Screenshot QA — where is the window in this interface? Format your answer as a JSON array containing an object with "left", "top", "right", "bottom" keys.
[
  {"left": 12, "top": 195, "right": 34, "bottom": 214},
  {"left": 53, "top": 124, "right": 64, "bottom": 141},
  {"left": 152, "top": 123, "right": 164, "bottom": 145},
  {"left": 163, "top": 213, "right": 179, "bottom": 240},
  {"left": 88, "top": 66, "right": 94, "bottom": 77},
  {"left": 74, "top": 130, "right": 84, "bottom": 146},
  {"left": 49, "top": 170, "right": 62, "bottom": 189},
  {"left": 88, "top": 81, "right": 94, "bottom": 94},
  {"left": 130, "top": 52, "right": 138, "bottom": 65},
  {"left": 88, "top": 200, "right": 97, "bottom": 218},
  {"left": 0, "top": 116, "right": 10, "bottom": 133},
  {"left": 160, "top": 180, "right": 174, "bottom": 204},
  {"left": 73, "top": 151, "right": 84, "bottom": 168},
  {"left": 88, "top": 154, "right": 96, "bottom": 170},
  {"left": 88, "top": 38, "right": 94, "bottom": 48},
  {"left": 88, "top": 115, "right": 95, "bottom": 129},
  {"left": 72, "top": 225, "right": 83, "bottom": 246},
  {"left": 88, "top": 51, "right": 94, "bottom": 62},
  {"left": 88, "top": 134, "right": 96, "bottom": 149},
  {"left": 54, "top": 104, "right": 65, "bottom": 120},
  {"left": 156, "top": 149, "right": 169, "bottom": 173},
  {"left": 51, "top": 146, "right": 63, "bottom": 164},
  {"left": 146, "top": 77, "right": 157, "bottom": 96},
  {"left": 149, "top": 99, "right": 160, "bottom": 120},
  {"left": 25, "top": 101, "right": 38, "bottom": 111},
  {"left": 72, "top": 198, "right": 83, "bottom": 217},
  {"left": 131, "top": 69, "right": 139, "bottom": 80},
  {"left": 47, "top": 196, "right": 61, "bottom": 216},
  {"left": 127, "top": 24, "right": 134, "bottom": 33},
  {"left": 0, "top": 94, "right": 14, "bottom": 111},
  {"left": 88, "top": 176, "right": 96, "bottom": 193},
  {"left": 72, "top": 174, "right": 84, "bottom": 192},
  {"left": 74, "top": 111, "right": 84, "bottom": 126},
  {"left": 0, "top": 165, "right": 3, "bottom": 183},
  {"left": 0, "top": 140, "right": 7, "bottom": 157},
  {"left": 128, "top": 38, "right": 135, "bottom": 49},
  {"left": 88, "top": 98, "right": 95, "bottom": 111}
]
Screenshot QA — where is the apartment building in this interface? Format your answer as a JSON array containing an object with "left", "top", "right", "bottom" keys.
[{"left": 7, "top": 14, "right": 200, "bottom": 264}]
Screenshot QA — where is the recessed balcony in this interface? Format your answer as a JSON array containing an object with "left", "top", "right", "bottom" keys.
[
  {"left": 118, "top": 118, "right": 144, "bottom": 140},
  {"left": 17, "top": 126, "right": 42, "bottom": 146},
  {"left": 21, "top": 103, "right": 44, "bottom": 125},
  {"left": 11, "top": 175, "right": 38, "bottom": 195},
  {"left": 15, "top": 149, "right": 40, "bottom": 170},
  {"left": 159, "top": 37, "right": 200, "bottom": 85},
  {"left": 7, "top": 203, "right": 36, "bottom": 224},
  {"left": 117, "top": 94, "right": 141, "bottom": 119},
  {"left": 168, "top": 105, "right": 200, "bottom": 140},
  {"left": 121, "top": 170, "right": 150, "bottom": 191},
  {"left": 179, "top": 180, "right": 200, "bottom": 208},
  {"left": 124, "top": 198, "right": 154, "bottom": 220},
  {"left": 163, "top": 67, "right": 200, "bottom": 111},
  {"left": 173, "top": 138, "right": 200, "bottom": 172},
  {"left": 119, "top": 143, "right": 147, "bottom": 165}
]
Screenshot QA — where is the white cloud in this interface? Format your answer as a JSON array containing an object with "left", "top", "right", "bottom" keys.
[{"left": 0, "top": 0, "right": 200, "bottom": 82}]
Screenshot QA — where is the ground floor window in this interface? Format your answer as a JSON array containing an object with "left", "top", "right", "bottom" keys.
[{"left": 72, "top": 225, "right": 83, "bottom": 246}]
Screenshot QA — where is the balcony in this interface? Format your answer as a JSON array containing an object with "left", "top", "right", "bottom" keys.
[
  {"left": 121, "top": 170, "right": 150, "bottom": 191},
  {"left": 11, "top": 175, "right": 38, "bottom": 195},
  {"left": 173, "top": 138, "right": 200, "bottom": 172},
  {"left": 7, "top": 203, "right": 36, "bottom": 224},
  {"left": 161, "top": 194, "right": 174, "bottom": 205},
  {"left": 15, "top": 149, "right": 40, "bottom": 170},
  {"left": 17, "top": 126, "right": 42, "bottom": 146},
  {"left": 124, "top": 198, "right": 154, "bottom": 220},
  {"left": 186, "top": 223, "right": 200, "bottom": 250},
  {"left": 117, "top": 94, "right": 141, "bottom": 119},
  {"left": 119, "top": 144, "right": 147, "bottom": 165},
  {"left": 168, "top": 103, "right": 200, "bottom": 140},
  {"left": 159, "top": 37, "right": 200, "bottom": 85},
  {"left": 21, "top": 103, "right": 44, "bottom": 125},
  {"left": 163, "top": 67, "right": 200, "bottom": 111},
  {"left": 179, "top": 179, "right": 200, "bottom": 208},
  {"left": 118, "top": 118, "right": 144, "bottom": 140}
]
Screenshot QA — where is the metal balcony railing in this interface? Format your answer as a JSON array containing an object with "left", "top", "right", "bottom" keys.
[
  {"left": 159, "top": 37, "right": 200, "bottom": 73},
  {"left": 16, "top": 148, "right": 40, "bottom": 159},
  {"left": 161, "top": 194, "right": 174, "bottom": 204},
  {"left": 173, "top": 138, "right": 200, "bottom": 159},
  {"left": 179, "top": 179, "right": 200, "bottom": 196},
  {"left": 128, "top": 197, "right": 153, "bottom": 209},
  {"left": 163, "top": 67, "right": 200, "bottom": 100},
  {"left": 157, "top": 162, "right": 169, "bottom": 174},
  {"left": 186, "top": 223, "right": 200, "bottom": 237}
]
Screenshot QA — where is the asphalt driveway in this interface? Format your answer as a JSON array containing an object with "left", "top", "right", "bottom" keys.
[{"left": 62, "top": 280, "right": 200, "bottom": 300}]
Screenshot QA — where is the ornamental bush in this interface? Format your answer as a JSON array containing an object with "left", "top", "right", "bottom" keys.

══════════════════════════════

> _What the exercise asks_
Please copy the lines above word for word, with nothing left out or changed.

> _Correct answer_
Screenshot QA — where is the window in this interface? Format your answer as a JSON array containing an object with "left", "top", "right", "bottom" keys.
[
  {"left": 12, "top": 195, "right": 34, "bottom": 214},
  {"left": 53, "top": 124, "right": 64, "bottom": 141},
  {"left": 152, "top": 123, "right": 164, "bottom": 145},
  {"left": 163, "top": 213, "right": 179, "bottom": 240},
  {"left": 88, "top": 66, "right": 94, "bottom": 77},
  {"left": 74, "top": 130, "right": 84, "bottom": 146},
  {"left": 49, "top": 170, "right": 62, "bottom": 189},
  {"left": 88, "top": 81, "right": 94, "bottom": 94},
  {"left": 130, "top": 52, "right": 138, "bottom": 65},
  {"left": 88, "top": 200, "right": 97, "bottom": 218},
  {"left": 0, "top": 116, "right": 10, "bottom": 133},
  {"left": 160, "top": 180, "right": 174, "bottom": 204},
  {"left": 73, "top": 151, "right": 84, "bottom": 168},
  {"left": 88, "top": 154, "right": 96, "bottom": 170},
  {"left": 88, "top": 38, "right": 94, "bottom": 48},
  {"left": 88, "top": 115, "right": 95, "bottom": 129},
  {"left": 72, "top": 225, "right": 83, "bottom": 246},
  {"left": 88, "top": 51, "right": 94, "bottom": 62},
  {"left": 88, "top": 134, "right": 96, "bottom": 149},
  {"left": 54, "top": 104, "right": 65, "bottom": 120},
  {"left": 156, "top": 149, "right": 169, "bottom": 173},
  {"left": 51, "top": 146, "right": 63, "bottom": 164},
  {"left": 146, "top": 77, "right": 157, "bottom": 96},
  {"left": 149, "top": 99, "right": 160, "bottom": 120},
  {"left": 25, "top": 101, "right": 38, "bottom": 111},
  {"left": 72, "top": 198, "right": 83, "bottom": 217},
  {"left": 131, "top": 69, "right": 139, "bottom": 80},
  {"left": 47, "top": 196, "right": 61, "bottom": 216},
  {"left": 127, "top": 24, "right": 134, "bottom": 33},
  {"left": 0, "top": 94, "right": 14, "bottom": 111},
  {"left": 88, "top": 176, "right": 96, "bottom": 193},
  {"left": 72, "top": 174, "right": 84, "bottom": 192},
  {"left": 74, "top": 111, "right": 84, "bottom": 126},
  {"left": 0, "top": 165, "right": 3, "bottom": 183},
  {"left": 0, "top": 140, "right": 7, "bottom": 157},
  {"left": 128, "top": 38, "right": 135, "bottom": 49},
  {"left": 88, "top": 98, "right": 95, "bottom": 111}
]
Screenshot QA — where is the apartment building in this interface? Format your answer as a JSON array containing an object with "left", "top", "right", "bottom" keys.
[{"left": 7, "top": 14, "right": 200, "bottom": 264}]
Screenshot QA — where is the recessed balcony in this interface? Format your answer as a JSON array containing an object with "left", "top", "right", "bottom" keys.
[
  {"left": 118, "top": 118, "right": 144, "bottom": 140},
  {"left": 17, "top": 126, "right": 42, "bottom": 146},
  {"left": 21, "top": 103, "right": 44, "bottom": 125},
  {"left": 11, "top": 175, "right": 38, "bottom": 195},
  {"left": 15, "top": 149, "right": 40, "bottom": 170},
  {"left": 159, "top": 37, "right": 200, "bottom": 85},
  {"left": 7, "top": 203, "right": 36, "bottom": 224},
  {"left": 117, "top": 94, "right": 141, "bottom": 119},
  {"left": 168, "top": 105, "right": 200, "bottom": 140},
  {"left": 121, "top": 170, "right": 150, "bottom": 191},
  {"left": 179, "top": 180, "right": 200, "bottom": 208},
  {"left": 124, "top": 198, "right": 154, "bottom": 220},
  {"left": 163, "top": 67, "right": 200, "bottom": 111},
  {"left": 173, "top": 138, "right": 200, "bottom": 172},
  {"left": 119, "top": 143, "right": 147, "bottom": 165}
]
Screenshot QA — where is the white cloud in this interface? Format your answer as a JSON array containing an object with "left", "top", "right", "bottom" keys.
[{"left": 0, "top": 0, "right": 200, "bottom": 82}]
Screenshot QA — where is the ground floor window in this interface? Format your answer as a JSON array containing an object with "left", "top", "right", "bottom" keys.
[{"left": 72, "top": 225, "right": 83, "bottom": 246}]
Screenshot QA — where is the balcony in this interface? Format your answer as a JSON array containing an object with "left", "top", "right", "bottom" keys.
[
  {"left": 121, "top": 170, "right": 150, "bottom": 191},
  {"left": 11, "top": 175, "right": 38, "bottom": 195},
  {"left": 173, "top": 138, "right": 200, "bottom": 172},
  {"left": 7, "top": 203, "right": 36, "bottom": 224},
  {"left": 161, "top": 194, "right": 174, "bottom": 205},
  {"left": 15, "top": 149, "right": 40, "bottom": 170},
  {"left": 17, "top": 126, "right": 42, "bottom": 146},
  {"left": 124, "top": 198, "right": 154, "bottom": 220},
  {"left": 186, "top": 223, "right": 200, "bottom": 250},
  {"left": 117, "top": 94, "right": 141, "bottom": 119},
  {"left": 119, "top": 144, "right": 147, "bottom": 165},
  {"left": 168, "top": 103, "right": 200, "bottom": 140},
  {"left": 159, "top": 37, "right": 200, "bottom": 85},
  {"left": 21, "top": 103, "right": 44, "bottom": 125},
  {"left": 163, "top": 67, "right": 200, "bottom": 111},
  {"left": 179, "top": 179, "right": 200, "bottom": 208},
  {"left": 118, "top": 118, "right": 144, "bottom": 140}
]
Screenshot QA — where is the metal balcony railing in this interface? Format your answer as a JSON array containing an object with "left", "top", "right", "bottom" keys.
[
  {"left": 159, "top": 37, "right": 200, "bottom": 73},
  {"left": 16, "top": 148, "right": 40, "bottom": 159},
  {"left": 161, "top": 194, "right": 174, "bottom": 204},
  {"left": 173, "top": 138, "right": 200, "bottom": 159},
  {"left": 179, "top": 179, "right": 200, "bottom": 196},
  {"left": 128, "top": 197, "right": 153, "bottom": 209},
  {"left": 163, "top": 67, "right": 200, "bottom": 100},
  {"left": 157, "top": 162, "right": 169, "bottom": 174},
  {"left": 186, "top": 223, "right": 200, "bottom": 237}
]
Screenshot QA — where is the asphalt driveway in this interface? Format your answer as a JSON array containing an object with "left", "top", "right", "bottom" keys.
[{"left": 62, "top": 280, "right": 200, "bottom": 300}]
Screenshot QA — where is the ornamental bush in this interface? Format your answer as a JSON array containing an object with "left", "top", "right", "bottom" keys.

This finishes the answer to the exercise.